__Data provided__:
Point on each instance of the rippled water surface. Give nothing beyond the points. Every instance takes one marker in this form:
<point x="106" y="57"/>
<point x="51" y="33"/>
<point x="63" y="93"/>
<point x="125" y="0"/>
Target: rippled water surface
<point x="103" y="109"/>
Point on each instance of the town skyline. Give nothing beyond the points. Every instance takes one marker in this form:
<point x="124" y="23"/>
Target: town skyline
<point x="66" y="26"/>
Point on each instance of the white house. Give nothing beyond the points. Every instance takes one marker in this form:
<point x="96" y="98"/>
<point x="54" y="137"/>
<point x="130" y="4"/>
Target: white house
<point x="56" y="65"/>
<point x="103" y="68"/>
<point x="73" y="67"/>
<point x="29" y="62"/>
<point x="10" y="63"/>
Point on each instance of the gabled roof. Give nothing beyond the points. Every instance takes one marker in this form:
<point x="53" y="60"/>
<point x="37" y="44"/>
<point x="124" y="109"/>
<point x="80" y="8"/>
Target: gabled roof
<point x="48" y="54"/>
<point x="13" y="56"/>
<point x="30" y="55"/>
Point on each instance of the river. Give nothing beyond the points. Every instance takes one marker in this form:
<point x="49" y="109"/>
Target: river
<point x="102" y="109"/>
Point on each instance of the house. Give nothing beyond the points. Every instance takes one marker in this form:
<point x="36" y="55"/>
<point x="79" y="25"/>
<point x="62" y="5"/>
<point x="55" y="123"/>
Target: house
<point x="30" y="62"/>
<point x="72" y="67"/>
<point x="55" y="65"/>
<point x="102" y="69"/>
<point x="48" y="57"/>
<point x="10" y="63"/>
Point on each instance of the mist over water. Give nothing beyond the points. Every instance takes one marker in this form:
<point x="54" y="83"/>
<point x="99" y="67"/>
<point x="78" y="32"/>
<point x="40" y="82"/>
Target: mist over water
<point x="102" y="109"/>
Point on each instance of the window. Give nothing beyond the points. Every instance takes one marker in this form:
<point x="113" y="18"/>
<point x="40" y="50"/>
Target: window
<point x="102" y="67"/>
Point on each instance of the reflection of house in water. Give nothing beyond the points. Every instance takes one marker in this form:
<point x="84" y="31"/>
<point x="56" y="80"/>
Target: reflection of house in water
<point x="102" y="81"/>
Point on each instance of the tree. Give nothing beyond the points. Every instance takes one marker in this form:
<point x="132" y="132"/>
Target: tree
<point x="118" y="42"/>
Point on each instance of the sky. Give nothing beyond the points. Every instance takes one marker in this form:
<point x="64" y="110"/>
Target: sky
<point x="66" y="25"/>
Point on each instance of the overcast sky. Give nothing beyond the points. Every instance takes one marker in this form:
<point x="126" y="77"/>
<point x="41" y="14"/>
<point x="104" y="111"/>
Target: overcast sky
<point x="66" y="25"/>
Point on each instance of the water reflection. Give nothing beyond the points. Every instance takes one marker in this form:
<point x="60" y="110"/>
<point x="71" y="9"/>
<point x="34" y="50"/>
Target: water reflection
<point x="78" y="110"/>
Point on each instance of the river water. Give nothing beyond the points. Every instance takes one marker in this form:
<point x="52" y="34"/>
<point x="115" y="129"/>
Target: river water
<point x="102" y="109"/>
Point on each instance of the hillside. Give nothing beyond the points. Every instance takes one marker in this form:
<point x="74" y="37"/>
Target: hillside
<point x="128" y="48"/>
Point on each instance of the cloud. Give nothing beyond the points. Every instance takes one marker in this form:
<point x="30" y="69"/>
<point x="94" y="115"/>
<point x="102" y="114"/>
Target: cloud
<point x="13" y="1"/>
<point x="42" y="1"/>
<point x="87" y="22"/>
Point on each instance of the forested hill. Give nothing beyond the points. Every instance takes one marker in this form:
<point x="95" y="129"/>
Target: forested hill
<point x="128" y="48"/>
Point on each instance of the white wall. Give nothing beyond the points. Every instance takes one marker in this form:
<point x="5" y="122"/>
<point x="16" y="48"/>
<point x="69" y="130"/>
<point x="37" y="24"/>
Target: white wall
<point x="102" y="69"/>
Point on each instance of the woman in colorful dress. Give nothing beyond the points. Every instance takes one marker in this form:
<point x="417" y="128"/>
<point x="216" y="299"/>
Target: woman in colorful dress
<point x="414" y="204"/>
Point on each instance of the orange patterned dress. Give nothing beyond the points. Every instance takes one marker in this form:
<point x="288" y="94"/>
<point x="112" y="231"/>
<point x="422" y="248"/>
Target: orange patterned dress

__To do__: Reproduce the whole listing verbatim.

__Solution below__:
Point on each instance of the rippled water surface. Give nothing beyond the points. Every instance takes one marker in this form:
<point x="106" y="57"/>
<point x="51" y="33"/>
<point x="63" y="93"/>
<point x="125" y="0"/>
Target: rippled water surface
<point x="103" y="109"/>
Point on each instance of the town skyline. Give nothing beyond the points. Every instance takes one marker in this form:
<point x="124" y="23"/>
Target: town skyline
<point x="66" y="26"/>
Point on each instance of the white house. Give nothing beyond the points. Every instance takes one marker in this form:
<point x="96" y="98"/>
<point x="54" y="137"/>
<point x="130" y="4"/>
Target: white house
<point x="56" y="65"/>
<point x="103" y="68"/>
<point x="73" y="67"/>
<point x="29" y="62"/>
<point x="10" y="63"/>
Point on each instance of the gabled roof. Give nothing beyond the points. Every instance takes one marker in this form:
<point x="53" y="60"/>
<point x="37" y="44"/>
<point x="124" y="109"/>
<point x="80" y="8"/>
Target: gabled roof
<point x="48" y="54"/>
<point x="13" y="56"/>
<point x="30" y="55"/>
Point on each instance of the river. Give nothing beyond the points. Every instance takes one marker in this form:
<point x="49" y="109"/>
Target: river
<point x="102" y="109"/>
Point on each instance of the house. Give nothing beyond the points. Every instance takes one marker in this form:
<point x="36" y="55"/>
<point x="79" y="25"/>
<point x="62" y="5"/>
<point x="55" y="123"/>
Target: house
<point x="30" y="62"/>
<point x="72" y="67"/>
<point x="55" y="65"/>
<point x="102" y="69"/>
<point x="48" y="57"/>
<point x="10" y="63"/>
Point on each instance of the mist over water. Give nothing beyond the points. Every instance takes one marker in this form:
<point x="54" y="83"/>
<point x="99" y="67"/>
<point x="78" y="32"/>
<point x="40" y="82"/>
Target: mist over water
<point x="102" y="109"/>
Point on each instance of the window. Give nothing beyond the points. Every instance takes one marker in this form:
<point x="113" y="18"/>
<point x="40" y="50"/>
Target: window
<point x="102" y="67"/>
Point on each instance of the reflection of house in water. Give nothing beyond the points. Every instance takes one marker in this form:
<point x="84" y="31"/>
<point x="56" y="80"/>
Target: reflection of house in water
<point x="102" y="81"/>
Point on each instance of the tree. Give nothing beyond the points. Every instance takes one marker in this form:
<point x="132" y="132"/>
Target: tree
<point x="118" y="42"/>
Point on each instance of the sky. Give nothing beyond the points. Every instance takes one marker in this form:
<point x="64" y="110"/>
Target: sky
<point x="66" y="25"/>
Point on each instance of the overcast sky. Give nothing beyond the points. Every instance takes one marker in this form:
<point x="126" y="77"/>
<point x="41" y="14"/>
<point x="104" y="111"/>
Target: overcast sky
<point x="66" y="25"/>
Point on each instance of the water reflection. Give nothing beyond the points. Every instance takes one marker in this form:
<point x="60" y="110"/>
<point x="71" y="9"/>
<point x="34" y="50"/>
Target: water reflection
<point x="78" y="110"/>
Point on each instance of the river water. Give nothing beyond the points. Every instance takes one marker in this form:
<point x="52" y="34"/>
<point x="115" y="129"/>
Target: river water
<point x="102" y="109"/>
Point on each instance of the hillside. Give nothing beyond the points. Every instance takes one marker in this form:
<point x="74" y="37"/>
Target: hillside
<point x="128" y="48"/>
Point on each instance of the cloud. Give nothing beyond the points. Every instance takes one marker in this form:
<point x="30" y="69"/>
<point x="94" y="115"/>
<point x="102" y="114"/>
Target: cloud
<point x="13" y="1"/>
<point x="42" y="1"/>
<point x="87" y="22"/>
Point on each instance of the forested hill. Give nothing beyond the points. Every instance takes one marker in this form:
<point x="95" y="129"/>
Target: forested hill
<point x="128" y="48"/>
Point on each instance of the white wall. Give nothing beyond the points. Every instance takes one marker in this form:
<point x="5" y="122"/>
<point x="16" y="48"/>
<point x="69" y="130"/>
<point x="37" y="24"/>
Target: white wall
<point x="102" y="69"/>
Point on each instance of the woman in colorful dress. Give nothing beyond the points. Every instance takes one marker in this form:
<point x="417" y="128"/>
<point x="216" y="299"/>
Target: woman in colorful dress
<point x="414" y="204"/>
Point on each instance of the orange patterned dress. Give nothing beyond the points. Every instance takes one marker in this form:
<point x="288" y="94"/>
<point x="112" y="231"/>
<point x="422" y="248"/>
Target: orange patterned dress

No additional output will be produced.